Tarea 1:
Indica si cada afirmación concuerda con el fragmento de origen: (a) la Ley 30/92 define la lealtad institucional en su Exposición de Motivos; (b) el Tribunal Constitucional ha dedicado una parte menor de sus trabajos a delimitar las competencias del Estado central y de las Autonomías; (c) PSOE y PP se muestran más proclives a ampliar las competencias de los gobiernos autonómicos. Responde sí o no a cada una y cita literalmente las palabras decisivas del fragmento de origen.

Fragmento de origen:

↓↓↓

La legislación de desarrollo junto con la jurisprudencia del Tribunal Constitucional (Sentencias 32/83 y 42/83) han ido perfilando los principios de actuación, y respecto de la lealtad institucional (o constitucional como la denominan algunos politólogos), la Ley 30/92 la ha definido en su Exposición de Motivos como el “… criterio rector que facilita la colaboración y la cooperación entre las diferentes Administraciones Públicas…”. Es decir, entre el gobierno de la nación, los gobiernos de las CC.AA., y los gobiernos de las entidades locales.

Dicho lo anterior, a nadie escapa conocer que junto con ese espíritu integrador que presidió la elaboración de la Constitución, siempre estuvo presente un cierto temor ante la posible utilización que pudieran hacer los partidos nacionalistas del poder que les otorgaba el gobierno de Comunidades Autónomas y, de hecho, nuestro ordenamiento legal está lleno de cautelas y prevenciones frente a posibles derivas disgregadoras. La historia de nuestra democracia tiene uno de sus ejes en la persistente dialéctica “competencias del Estado central/competencias de las Autonomías”, y a la tarea de delimitar estos ámbitos ha dedicado la mayoría de sus trabajos el Tribunal Constitucional.

Esta misma dialéctica, junto con la propia característica del sistema político español, ha ido perfilando dos grandes bloques de fuerzas políticas caracterizadas por su presencia en todo el ámbito del estado (PSOE, PP) y, en consecuencia, más proclives a la defensa del papel del gobierno central; y aquellas otras (partidos nacionalistas preferentemente) sólo presentes en algunas comunidades autónomas, más favorables a ampliar el espacio político y competencial de sus respectivos gobiernos autonómicos hasta extremos constitucionalmente inaceptables. Esto ha sido así hasta la pasada legislatura, y es de prever que seguirá siéndolo en las próximas.

↑↑↑

Datos mostrados:
↓↓↓

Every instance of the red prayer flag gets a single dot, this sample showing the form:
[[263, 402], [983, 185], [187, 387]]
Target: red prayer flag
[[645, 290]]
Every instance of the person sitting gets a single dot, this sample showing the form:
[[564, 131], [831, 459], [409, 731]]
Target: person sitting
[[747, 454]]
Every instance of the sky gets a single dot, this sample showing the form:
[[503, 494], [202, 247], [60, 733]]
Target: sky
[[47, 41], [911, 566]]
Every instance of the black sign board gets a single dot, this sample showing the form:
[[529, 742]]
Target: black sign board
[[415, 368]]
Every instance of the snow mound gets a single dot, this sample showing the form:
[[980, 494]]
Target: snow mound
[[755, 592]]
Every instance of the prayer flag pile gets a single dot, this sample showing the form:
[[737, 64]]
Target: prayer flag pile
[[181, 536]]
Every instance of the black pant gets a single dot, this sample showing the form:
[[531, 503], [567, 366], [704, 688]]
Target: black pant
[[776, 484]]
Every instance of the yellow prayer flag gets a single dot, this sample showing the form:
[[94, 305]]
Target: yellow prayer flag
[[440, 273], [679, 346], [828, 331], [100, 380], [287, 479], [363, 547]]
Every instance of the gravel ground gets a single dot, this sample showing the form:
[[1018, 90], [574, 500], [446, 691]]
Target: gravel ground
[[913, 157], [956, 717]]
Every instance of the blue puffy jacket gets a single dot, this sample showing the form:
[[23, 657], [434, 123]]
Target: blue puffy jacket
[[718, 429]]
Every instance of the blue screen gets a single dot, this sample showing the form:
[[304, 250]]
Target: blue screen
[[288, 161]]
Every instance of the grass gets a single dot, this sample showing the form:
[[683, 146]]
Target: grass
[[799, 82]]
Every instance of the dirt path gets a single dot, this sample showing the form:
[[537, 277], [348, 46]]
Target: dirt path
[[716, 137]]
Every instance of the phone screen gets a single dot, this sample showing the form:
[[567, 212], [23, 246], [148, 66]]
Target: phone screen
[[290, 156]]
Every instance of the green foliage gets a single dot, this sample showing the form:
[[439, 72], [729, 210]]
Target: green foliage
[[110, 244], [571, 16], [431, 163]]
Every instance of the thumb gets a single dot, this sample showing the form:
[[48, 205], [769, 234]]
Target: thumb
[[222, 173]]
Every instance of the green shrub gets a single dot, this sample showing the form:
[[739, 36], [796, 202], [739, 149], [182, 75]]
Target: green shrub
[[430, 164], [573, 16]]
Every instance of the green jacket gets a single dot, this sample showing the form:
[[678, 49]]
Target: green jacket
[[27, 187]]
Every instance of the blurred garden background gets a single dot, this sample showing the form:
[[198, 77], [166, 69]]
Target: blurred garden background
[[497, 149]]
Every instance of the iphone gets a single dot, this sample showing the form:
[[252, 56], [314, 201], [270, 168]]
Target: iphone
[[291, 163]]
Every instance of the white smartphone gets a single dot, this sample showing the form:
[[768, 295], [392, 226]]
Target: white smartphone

↑↑↑

Tarea 2:
Transcribe sin cambios todo lo que va desde el comienzo de los registros hasta la línea que contiene "[[913, 157], [956, 717]]", ambos extremos incluidos.

Respuesta escrita 1:
(a) Sí: «la Ley 30/92 la ha definido en su Exposición de Motivos».
(b) No: «a la tarea de delimitar estos ámbitos ha dedicado la mayoría de sus trabajos el Tribunal Constitucional».
(c) No: «(PSOE, PP) y, en consecuencia, más proclives a la defensa del papel del gobierno central».

Respuesta escrita 2:
Every instance of the red prayer flag gets a single dot, this sample showing the form:
[[263, 402], [983, 185], [187, 387]]
Target: red prayer flag
[[645, 290]]
Every instance of the person sitting gets a single dot, this sample showing the form:
[[564, 131], [831, 459], [409, 731]]
Target: person sitting
[[747, 454]]
Every instance of the sky gets a single dot, this sample showing the form:
[[503, 494], [202, 247], [60, 733]]
Target: sky
[[47, 41], [911, 566]]
Every instance of the black sign board gets a single dot, this sample showing the form:
[[529, 742]]
Target: black sign board
[[415, 368]]
Every instance of the snow mound gets a single dot, this sample showing the form:
[[980, 494]]
Target: snow mound
[[755, 592]]
Every instance of the prayer flag pile gets a single dot, this sample showing the form:
[[737, 64]]
Target: prayer flag pile
[[181, 536]]
Every instance of the black pant gets a single dot, this sample showing the form:
[[531, 503], [567, 366], [704, 688]]
Target: black pant
[[776, 484]]
Every instance of the yellow prayer flag gets a single dot, this sample showing the form:
[[94, 305]]
Target: yellow prayer flag
[[440, 273], [679, 346], [828, 331], [100, 380], [287, 479], [363, 547]]
Every instance of the gravel ground gets a single dot, this sample showing the form:
[[1018, 90], [574, 500], [446, 691]]
Target: gravel ground
[[913, 157], [956, 717]]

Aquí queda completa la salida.